Data items.
════════

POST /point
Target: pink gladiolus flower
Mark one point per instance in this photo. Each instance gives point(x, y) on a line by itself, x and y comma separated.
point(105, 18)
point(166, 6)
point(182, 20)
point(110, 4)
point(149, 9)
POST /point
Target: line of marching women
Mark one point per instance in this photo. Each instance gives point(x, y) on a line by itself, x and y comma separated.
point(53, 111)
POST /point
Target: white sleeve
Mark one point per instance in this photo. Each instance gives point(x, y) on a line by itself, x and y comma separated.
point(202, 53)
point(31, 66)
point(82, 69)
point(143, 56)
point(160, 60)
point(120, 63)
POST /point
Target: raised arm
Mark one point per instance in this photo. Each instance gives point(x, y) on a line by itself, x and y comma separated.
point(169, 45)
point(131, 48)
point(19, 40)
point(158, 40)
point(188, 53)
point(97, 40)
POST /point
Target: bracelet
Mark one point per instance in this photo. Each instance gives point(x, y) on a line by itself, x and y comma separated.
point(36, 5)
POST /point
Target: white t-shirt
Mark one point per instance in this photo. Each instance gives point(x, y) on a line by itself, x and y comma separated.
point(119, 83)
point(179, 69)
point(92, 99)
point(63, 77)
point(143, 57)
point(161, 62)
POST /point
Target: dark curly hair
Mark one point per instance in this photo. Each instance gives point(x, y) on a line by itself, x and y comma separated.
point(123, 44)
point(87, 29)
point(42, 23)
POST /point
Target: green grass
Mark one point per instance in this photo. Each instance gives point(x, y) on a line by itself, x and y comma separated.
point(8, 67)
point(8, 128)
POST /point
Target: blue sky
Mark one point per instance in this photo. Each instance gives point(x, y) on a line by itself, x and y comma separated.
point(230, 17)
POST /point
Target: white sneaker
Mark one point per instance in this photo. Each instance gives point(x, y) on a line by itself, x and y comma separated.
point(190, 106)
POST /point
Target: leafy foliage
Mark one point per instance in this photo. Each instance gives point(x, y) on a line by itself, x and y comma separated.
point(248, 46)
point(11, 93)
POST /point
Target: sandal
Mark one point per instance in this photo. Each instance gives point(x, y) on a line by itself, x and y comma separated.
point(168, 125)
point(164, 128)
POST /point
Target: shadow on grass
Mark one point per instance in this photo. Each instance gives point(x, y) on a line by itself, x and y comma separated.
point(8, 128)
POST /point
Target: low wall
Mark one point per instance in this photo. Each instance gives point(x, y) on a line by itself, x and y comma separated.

════════

Work order. Having read the entries above, restate them all word for word.

Exercise solution.
POST /point
Target: pink gladiolus flower
Mark one point per instance in this photo. Each instance gives point(x, y) on a line by itself, x and y comma separated.
point(105, 18)
point(166, 6)
point(182, 20)
point(110, 4)
point(149, 9)
POST /point
Target: line of marching women
Mark one point per instance in this photo. Each instance gives point(x, y) on a line by itself, x and y comma separated.
point(53, 111)
POST /point
Target: white sleeve
Mark one point per instance in this photo. Each instance gives point(x, y) on a line by itself, x and y comma separated.
point(202, 53)
point(31, 66)
point(82, 69)
point(143, 56)
point(160, 60)
point(120, 63)
POST /point
Target: raised arm
Mark one point per instance in this photo. Each instance gives point(x, y) on a line by itself, x and y comma separated.
point(169, 45)
point(131, 48)
point(19, 40)
point(158, 40)
point(188, 53)
point(97, 40)
POST /point
Target: bracelet
Mark one point per instance in this photo. Each instance gives point(x, y) on a line by itself, x and y comma separated.
point(36, 5)
POST /point
Target: white t-shirt
Mark one point per instance in this photo. Each instance gives point(x, y) on a line by itself, x and y comma separated.
point(119, 83)
point(179, 69)
point(92, 99)
point(63, 77)
point(143, 57)
point(161, 62)
POST /point
Target: dark curly hair
Mark one point per instance in this photo. Each instance gives point(x, y) on a line by itself, x and y comma separated.
point(123, 44)
point(87, 29)
point(42, 23)
POST /point
Target: green grass
Mark one point per instance in this photo. Each instance gives point(x, y) on a line by itself, x and y comma separated.
point(8, 67)
point(8, 128)
POST /point
Target: blue sky
Mark one point per instance in this photo. Each instance gives point(x, y) on a line by itself, x and y comma separated.
point(230, 17)
POST /point
Target: white sneaker
Mark one point per instance in this photo. Each instance gives point(x, y) on a line by itself, x and y comma separated.
point(190, 106)
POST /point
Target: leafy foliage
Mark one point per instance in this photo. Each instance gives point(x, y) on a line by itself, x and y comma separated.
point(248, 46)
point(11, 93)
POST /point
Target: sandal
Mark one point per instance in this photo. Each instance gives point(x, y) on a line by itself, x and y comma separated.
point(168, 125)
point(164, 128)
POST /point
Target: shadow on grass
Mark one point per instance in this photo. Each instance gives point(x, y) on a line by itself, x and y comma separated.
point(8, 128)
POST /point
Target: low wall
Mark one point per instance in this photo. Each instance gives point(x, y) on a line by itself, x and y comma separated.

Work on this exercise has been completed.